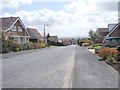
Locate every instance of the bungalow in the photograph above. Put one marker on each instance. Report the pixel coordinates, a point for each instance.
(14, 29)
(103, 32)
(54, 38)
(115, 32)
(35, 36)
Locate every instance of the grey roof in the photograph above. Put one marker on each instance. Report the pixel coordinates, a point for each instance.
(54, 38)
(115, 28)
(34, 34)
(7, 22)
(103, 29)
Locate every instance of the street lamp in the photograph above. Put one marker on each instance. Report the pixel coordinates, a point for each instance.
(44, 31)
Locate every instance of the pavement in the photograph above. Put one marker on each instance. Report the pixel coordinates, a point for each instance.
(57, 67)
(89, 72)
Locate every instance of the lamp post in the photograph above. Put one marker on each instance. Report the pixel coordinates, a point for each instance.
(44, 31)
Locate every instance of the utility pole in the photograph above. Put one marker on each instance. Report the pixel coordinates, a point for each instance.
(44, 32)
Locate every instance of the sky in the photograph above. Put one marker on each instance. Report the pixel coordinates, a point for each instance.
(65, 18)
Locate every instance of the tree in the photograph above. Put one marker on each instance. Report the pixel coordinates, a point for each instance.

* * *

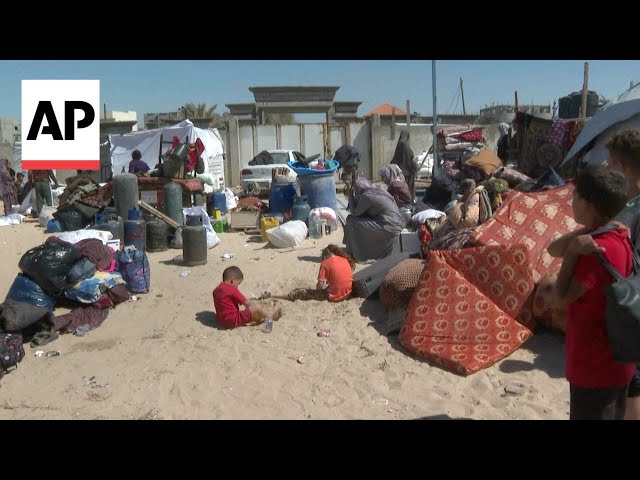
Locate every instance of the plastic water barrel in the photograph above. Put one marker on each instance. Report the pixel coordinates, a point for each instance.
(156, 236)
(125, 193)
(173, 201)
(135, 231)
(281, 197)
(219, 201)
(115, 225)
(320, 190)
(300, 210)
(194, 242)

...

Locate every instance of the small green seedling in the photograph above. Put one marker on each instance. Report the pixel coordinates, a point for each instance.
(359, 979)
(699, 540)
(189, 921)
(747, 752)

Your instructions: Transcribe the records above from the line holding "Locate every instance of the lamp" down to the line holding "Locate every instance of the tree", inclusive, without adding anything.

Result:
Locate every instance of the lamp post in the photograph above. Put one marker on each instance. Report the pixel coordinates, a point for each instance.
(44, 31)
Locate every instance of the utility pole in the photograph above. Put one marker on each instance. Report the pixel coordinates, a point for each instance.
(44, 32)
Locate every instance of the sky in the photograph above. Put one marker on each instance. Report the pixel coordinates, a point for each instance.
(65, 18)
Locate every instance of the tree in the photograph above. Put one marker on each instance. Report the pixel coordinates, a point for each instance.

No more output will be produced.